(Supplied material Opens)

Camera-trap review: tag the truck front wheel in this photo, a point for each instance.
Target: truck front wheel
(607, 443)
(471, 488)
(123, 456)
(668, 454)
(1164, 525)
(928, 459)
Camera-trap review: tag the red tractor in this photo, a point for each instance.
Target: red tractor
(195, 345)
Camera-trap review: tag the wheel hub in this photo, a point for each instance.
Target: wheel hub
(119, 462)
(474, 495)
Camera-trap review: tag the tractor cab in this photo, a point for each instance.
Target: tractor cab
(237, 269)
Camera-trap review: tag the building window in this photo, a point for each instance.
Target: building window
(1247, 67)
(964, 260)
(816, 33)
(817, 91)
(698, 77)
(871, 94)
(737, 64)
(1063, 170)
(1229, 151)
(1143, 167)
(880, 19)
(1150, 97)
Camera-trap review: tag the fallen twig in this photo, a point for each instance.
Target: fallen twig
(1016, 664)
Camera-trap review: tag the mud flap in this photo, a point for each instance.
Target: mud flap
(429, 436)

(Supplied material Closes)

### Try it
Go through the listing above and find each line that contains "trap", then copy it.

### Solution for this task
Camera-trap review: tag the truck front wheel in this photo, a point for each instance.
Camera-trap review: tag the red tractor in this photo, a point for each instance.
Camera-trap review: tag the wheel hub in this photo, a point for each instance.
Camera-trap review: tag the tractor cab in this photo, a point for each instance.
Camera-trap review: tag the building window in this photo, a point for each instance.
Camera-trap review: tag the fallen twig in this photo, a point for each instance.
Camera-trap review: tag the mud flap in this photo, a point for each instance.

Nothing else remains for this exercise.